Provided material:

↓↓↓

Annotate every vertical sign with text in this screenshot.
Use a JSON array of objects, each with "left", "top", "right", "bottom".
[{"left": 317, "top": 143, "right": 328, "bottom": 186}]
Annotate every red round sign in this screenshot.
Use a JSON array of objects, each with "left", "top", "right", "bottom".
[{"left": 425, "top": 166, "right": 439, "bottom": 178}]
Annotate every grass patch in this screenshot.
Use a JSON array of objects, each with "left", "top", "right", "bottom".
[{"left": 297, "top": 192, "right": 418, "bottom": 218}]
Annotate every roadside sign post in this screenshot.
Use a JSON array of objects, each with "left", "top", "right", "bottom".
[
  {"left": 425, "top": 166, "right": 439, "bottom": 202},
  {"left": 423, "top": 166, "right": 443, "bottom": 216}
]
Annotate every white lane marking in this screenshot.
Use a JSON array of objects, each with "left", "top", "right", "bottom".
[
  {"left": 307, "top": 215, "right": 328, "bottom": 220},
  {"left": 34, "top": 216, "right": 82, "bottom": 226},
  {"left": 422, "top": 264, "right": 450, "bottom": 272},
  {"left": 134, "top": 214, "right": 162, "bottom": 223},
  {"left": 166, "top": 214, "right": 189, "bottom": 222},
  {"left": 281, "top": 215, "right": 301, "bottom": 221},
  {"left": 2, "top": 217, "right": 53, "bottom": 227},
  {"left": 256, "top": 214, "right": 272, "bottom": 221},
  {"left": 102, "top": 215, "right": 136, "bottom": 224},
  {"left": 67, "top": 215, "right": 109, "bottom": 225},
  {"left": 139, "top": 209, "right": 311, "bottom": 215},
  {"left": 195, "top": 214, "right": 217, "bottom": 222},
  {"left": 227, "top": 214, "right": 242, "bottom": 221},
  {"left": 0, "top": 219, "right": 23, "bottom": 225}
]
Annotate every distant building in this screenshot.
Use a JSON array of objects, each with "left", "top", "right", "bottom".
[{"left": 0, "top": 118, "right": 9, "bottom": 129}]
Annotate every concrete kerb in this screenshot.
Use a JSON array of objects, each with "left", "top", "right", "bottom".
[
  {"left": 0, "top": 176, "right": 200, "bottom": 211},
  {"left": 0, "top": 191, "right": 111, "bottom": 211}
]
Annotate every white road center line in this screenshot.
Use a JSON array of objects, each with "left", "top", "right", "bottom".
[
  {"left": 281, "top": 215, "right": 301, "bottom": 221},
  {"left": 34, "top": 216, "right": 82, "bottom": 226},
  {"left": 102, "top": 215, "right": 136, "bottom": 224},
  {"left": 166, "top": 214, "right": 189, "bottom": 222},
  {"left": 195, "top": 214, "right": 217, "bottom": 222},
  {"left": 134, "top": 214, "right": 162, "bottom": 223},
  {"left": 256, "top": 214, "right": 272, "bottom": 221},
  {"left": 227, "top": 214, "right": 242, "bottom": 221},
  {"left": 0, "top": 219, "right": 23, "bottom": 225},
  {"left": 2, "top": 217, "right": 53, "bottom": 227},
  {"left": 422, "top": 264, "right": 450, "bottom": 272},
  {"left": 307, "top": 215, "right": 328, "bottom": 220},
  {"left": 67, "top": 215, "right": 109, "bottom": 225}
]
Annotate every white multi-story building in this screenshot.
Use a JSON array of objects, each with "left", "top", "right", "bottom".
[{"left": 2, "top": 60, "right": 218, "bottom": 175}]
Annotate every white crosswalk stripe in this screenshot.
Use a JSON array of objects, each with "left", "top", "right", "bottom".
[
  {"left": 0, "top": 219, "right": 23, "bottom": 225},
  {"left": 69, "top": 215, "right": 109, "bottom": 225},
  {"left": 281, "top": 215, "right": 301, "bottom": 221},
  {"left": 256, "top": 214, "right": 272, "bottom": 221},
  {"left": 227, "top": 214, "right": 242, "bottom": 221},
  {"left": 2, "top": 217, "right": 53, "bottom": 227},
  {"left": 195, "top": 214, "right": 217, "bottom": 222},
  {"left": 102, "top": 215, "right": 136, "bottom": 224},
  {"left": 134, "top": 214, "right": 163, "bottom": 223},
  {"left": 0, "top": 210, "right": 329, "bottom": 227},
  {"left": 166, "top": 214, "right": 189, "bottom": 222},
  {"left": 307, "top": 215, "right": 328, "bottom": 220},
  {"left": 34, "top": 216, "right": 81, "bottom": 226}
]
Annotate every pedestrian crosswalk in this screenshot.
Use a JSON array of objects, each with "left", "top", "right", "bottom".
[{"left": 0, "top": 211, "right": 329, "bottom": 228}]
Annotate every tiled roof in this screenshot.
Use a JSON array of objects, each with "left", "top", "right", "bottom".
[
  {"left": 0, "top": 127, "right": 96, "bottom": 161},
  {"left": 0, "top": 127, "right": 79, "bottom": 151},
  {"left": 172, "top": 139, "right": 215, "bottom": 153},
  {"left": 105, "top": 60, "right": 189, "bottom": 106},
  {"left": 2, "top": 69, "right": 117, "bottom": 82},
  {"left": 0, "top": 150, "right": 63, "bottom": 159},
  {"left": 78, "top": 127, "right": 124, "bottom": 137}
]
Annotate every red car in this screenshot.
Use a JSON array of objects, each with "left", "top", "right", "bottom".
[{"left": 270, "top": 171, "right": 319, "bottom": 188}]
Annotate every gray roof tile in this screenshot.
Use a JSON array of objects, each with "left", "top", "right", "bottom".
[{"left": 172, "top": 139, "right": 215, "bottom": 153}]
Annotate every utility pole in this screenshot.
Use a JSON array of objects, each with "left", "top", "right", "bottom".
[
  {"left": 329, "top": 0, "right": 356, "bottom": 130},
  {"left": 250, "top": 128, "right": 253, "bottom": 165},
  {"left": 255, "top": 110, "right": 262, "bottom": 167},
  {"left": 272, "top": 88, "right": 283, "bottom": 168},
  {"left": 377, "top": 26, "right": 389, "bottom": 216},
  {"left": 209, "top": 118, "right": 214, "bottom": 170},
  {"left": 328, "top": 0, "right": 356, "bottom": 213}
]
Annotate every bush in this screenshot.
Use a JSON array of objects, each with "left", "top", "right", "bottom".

↑↑↑

Short problem: Set out every line of the records above as a numbered list, omitting any blank lines.

Expected answer:
1. Annotate every vertical sign with text in this screenshot.
2. Use a JSON array of objects, each with "left", "top", "right", "bottom".
3. [{"left": 317, "top": 143, "right": 328, "bottom": 186}]
4. Annotate every red round sign in this screenshot.
5. Use a JSON array of objects, each with "left", "top", "right", "bottom".
6. [{"left": 425, "top": 166, "right": 439, "bottom": 178}]
7. Annotate every grass patch in this screenshot.
8. Use a JSON array of objects, each with "left", "top", "right", "bottom".
9. [{"left": 297, "top": 192, "right": 418, "bottom": 218}]
10. Annotate every roadside sign post in this screenshot.
11. Use a JSON array of objects, each with "left", "top", "right", "bottom".
12. [
13.   {"left": 425, "top": 166, "right": 439, "bottom": 202},
14.   {"left": 423, "top": 166, "right": 443, "bottom": 216}
15. ]
16. Annotate every white lane marking in this screenshot.
17. Use a JSON array of objects, each with "left", "top", "right", "bottom".
18. [
19.   {"left": 307, "top": 215, "right": 328, "bottom": 220},
20.   {"left": 34, "top": 216, "right": 82, "bottom": 226},
21.   {"left": 422, "top": 264, "right": 450, "bottom": 272},
22.   {"left": 134, "top": 214, "right": 162, "bottom": 223},
23.   {"left": 166, "top": 214, "right": 189, "bottom": 222},
24.   {"left": 281, "top": 215, "right": 301, "bottom": 221},
25.   {"left": 2, "top": 217, "right": 53, "bottom": 227},
26.   {"left": 256, "top": 214, "right": 272, "bottom": 221},
27.   {"left": 102, "top": 215, "right": 136, "bottom": 224},
28.   {"left": 67, "top": 215, "right": 109, "bottom": 225},
29.   {"left": 139, "top": 209, "right": 311, "bottom": 215},
30.   {"left": 195, "top": 214, "right": 217, "bottom": 222},
31.   {"left": 227, "top": 214, "right": 242, "bottom": 221},
32.   {"left": 0, "top": 219, "right": 23, "bottom": 225}
33. ]
34. Annotate every distant building in this screenshot.
35. Use a JSON array of objects, each with "left", "top", "right", "bottom".
36. [{"left": 0, "top": 118, "right": 9, "bottom": 129}]
37. Annotate every concrete kerb in this screenshot.
38. Use a JSON array of objects, each with "left", "top", "right", "bottom".
39. [
40.   {"left": 0, "top": 176, "right": 200, "bottom": 211},
41.   {"left": 0, "top": 191, "right": 111, "bottom": 211}
42. ]
43. Annotate every white road center line in this screenshot.
44. Use a JSON array of objects, each with "left", "top", "right", "bottom".
45. [
46.   {"left": 281, "top": 215, "right": 301, "bottom": 221},
47.   {"left": 34, "top": 216, "right": 82, "bottom": 226},
48.   {"left": 102, "top": 215, "right": 136, "bottom": 224},
49.   {"left": 166, "top": 214, "right": 189, "bottom": 222},
50.   {"left": 195, "top": 214, "right": 217, "bottom": 222},
51.   {"left": 134, "top": 214, "right": 162, "bottom": 223},
52.   {"left": 256, "top": 214, "right": 272, "bottom": 221},
53.   {"left": 227, "top": 214, "right": 242, "bottom": 221},
54.   {"left": 0, "top": 219, "right": 23, "bottom": 225},
55.   {"left": 2, "top": 217, "right": 53, "bottom": 227},
56.   {"left": 422, "top": 264, "right": 450, "bottom": 272},
57.   {"left": 307, "top": 215, "right": 328, "bottom": 220},
58.   {"left": 67, "top": 215, "right": 109, "bottom": 225}
59. ]
60. Annotate every white multi-story building in this screenshot.
61. Use a JSON array of objects, each with "left", "top", "right", "bottom".
62. [{"left": 2, "top": 60, "right": 218, "bottom": 175}]
63. Annotate every white crosswalk stripe in this screenshot.
64. Use a JSON array of objects, each with "left", "top", "right", "bottom".
65. [
66.   {"left": 0, "top": 219, "right": 23, "bottom": 225},
67.   {"left": 69, "top": 215, "right": 109, "bottom": 225},
68.   {"left": 281, "top": 215, "right": 301, "bottom": 221},
69.   {"left": 256, "top": 214, "right": 272, "bottom": 221},
70.   {"left": 227, "top": 214, "right": 242, "bottom": 221},
71.   {"left": 2, "top": 217, "right": 53, "bottom": 227},
72.   {"left": 195, "top": 214, "right": 217, "bottom": 222},
73.   {"left": 102, "top": 215, "right": 136, "bottom": 224},
74.   {"left": 134, "top": 214, "right": 163, "bottom": 223},
75.   {"left": 0, "top": 210, "right": 329, "bottom": 227},
76.   {"left": 166, "top": 214, "right": 189, "bottom": 222},
77.   {"left": 307, "top": 215, "right": 328, "bottom": 220},
78.   {"left": 34, "top": 216, "right": 81, "bottom": 226}
79. ]
80. Annotate every pedestrian crosswalk in this screenshot.
81. Use a JSON array of objects, each with "left", "top", "right", "bottom".
82. [{"left": 0, "top": 211, "right": 329, "bottom": 228}]
83. Annotate every tiled roof in this screenshot.
84. Use a JSON array of objects, each with "left", "top", "right", "bottom".
85. [
86.   {"left": 0, "top": 127, "right": 96, "bottom": 161},
87.   {"left": 0, "top": 127, "right": 79, "bottom": 151},
88.   {"left": 172, "top": 139, "right": 215, "bottom": 153},
89.   {"left": 105, "top": 60, "right": 189, "bottom": 106},
90.   {"left": 2, "top": 69, "right": 117, "bottom": 82},
91.   {"left": 0, "top": 150, "right": 63, "bottom": 159},
92.   {"left": 78, "top": 127, "right": 124, "bottom": 137}
93. ]
94. Annotate every red car in this screenshot.
95. Use a JSON array of objects, each with "left", "top", "right", "bottom".
96. [{"left": 270, "top": 171, "right": 319, "bottom": 188}]
97. Annotate every gray roof tile in this screenshot.
98. Use a JSON array of objects, each with "left", "top", "right", "bottom".
99. [{"left": 172, "top": 139, "right": 215, "bottom": 153}]
100. Annotate every utility pole in this screenshot.
101. Use a JSON array of objects, each with "left", "top", "right", "bottom".
102. [
103.   {"left": 329, "top": 0, "right": 356, "bottom": 130},
104.   {"left": 250, "top": 128, "right": 253, "bottom": 165},
105.   {"left": 255, "top": 110, "right": 262, "bottom": 167},
106.   {"left": 272, "top": 88, "right": 283, "bottom": 168},
107.   {"left": 377, "top": 26, "right": 389, "bottom": 216},
108.   {"left": 209, "top": 118, "right": 214, "bottom": 170},
109.   {"left": 328, "top": 0, "right": 356, "bottom": 213}
110. ]
111. Annotate every bush in this screenshot.
112. Use a JSON array of objects, each with "left", "top", "right", "bottom".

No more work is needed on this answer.